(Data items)
——

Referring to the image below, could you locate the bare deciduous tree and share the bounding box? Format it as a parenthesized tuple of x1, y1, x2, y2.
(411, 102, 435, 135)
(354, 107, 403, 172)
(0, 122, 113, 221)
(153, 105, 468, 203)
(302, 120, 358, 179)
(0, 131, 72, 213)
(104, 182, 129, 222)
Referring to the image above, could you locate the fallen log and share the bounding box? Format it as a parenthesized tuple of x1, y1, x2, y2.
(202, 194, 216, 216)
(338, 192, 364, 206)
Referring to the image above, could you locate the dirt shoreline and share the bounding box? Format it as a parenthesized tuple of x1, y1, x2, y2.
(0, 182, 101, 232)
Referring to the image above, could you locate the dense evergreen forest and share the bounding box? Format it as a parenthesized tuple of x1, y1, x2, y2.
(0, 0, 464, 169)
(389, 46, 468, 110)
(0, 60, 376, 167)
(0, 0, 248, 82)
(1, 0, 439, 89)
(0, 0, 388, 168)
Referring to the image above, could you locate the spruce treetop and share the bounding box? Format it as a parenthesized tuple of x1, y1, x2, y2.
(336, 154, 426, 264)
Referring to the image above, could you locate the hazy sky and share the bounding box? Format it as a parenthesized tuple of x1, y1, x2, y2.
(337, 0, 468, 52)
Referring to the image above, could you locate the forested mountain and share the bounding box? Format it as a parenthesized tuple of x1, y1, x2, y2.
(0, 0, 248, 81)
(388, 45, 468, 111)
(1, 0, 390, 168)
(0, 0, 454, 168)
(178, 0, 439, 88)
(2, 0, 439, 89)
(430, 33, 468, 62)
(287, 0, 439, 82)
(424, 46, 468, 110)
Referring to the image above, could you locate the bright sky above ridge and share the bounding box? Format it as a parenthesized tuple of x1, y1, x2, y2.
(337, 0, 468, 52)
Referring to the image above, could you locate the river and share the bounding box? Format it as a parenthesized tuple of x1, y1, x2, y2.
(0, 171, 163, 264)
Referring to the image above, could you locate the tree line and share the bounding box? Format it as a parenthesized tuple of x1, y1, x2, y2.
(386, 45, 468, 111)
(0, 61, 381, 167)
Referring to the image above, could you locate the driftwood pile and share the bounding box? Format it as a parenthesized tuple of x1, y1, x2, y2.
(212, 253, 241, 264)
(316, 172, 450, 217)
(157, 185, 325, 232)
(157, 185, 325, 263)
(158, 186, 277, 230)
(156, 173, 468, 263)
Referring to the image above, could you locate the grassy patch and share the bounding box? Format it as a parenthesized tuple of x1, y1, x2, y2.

——

Exercise description:
Your task is to transcribe each record faithfully and in full.

Response to this exercise:
Referring to the image below, could you locate the bare deciduous tree and share the bounding box? Format it as a parenthesized tuple of x1, y1, x2, y2.
(411, 102, 435, 135)
(354, 107, 403, 172)
(0, 122, 113, 221)
(153, 105, 468, 203)
(302, 120, 358, 179)
(0, 131, 72, 213)
(104, 182, 129, 222)
Referring to the image above, could you locate the fallen log and share the bounding box? Format it as a parenthesized tuple of x1, y1, x2, y2.
(202, 194, 216, 216)
(338, 192, 364, 206)
Referring to the image above, could you locate the dirt shoreline and share the bounding box? Format it as a parenthesized tuple of x1, y1, x2, y2.
(0, 182, 101, 232)
Referring to the image above, could you locate the dense evergreen forest and share the bounding box? Format it as a parenthesized tuple of x1, y1, x2, y2.
(0, 0, 464, 169)
(389, 46, 468, 110)
(0, 60, 376, 167)
(0, 0, 248, 82)
(1, 0, 439, 89)
(0, 0, 388, 168)
Referring to the image above, could you locate the spruce treetop and share the bounding box? Format it as a parenthesized tuple of x1, y1, x2, y2.
(336, 154, 426, 264)
Referring to the image above, could you locate the hazy sky and share the bounding box? Format it as a parenthesized tuple of x1, y1, x2, y2.
(337, 0, 468, 52)
Referring to the image above, could you locate the forested mountain and share the bounding box? Format it as a parenthesized tuple of x1, y1, x2, y2.
(0, 0, 248, 81)
(388, 45, 468, 111)
(1, 0, 390, 168)
(0, 0, 454, 168)
(178, 0, 439, 88)
(2, 0, 439, 89)
(430, 33, 468, 62)
(287, 0, 439, 82)
(424, 46, 468, 110)
Referring to the image above, could you locate the bright sky above ridge and share the bounding box? Format it as a parenthesized tuple of x1, y1, x2, y2.
(337, 0, 468, 52)
Referring to the image above, could you locate the river and share the bounding box? Format it as a parenthesized tuple of x1, y1, x2, y2.
(0, 171, 163, 264)
Referring to the image above, could you locate the tree line and share the bounding box? Format it as a parenthesized tuple of x1, y1, x2, y2.
(386, 45, 468, 111)
(0, 61, 381, 167)
Referring to the image above, could you locate the driftwood pile and share the bounding box? Format it as a parenthesized tuple of x1, y1, x2, y2.
(212, 253, 241, 264)
(316, 172, 450, 217)
(157, 185, 325, 232)
(157, 185, 325, 263)
(158, 186, 277, 230)
(156, 173, 468, 263)
Referring to the image above, could you locate the grassy patch and share the bounding box? Format it as a parenthesized tuple of x1, y1, x2, y2.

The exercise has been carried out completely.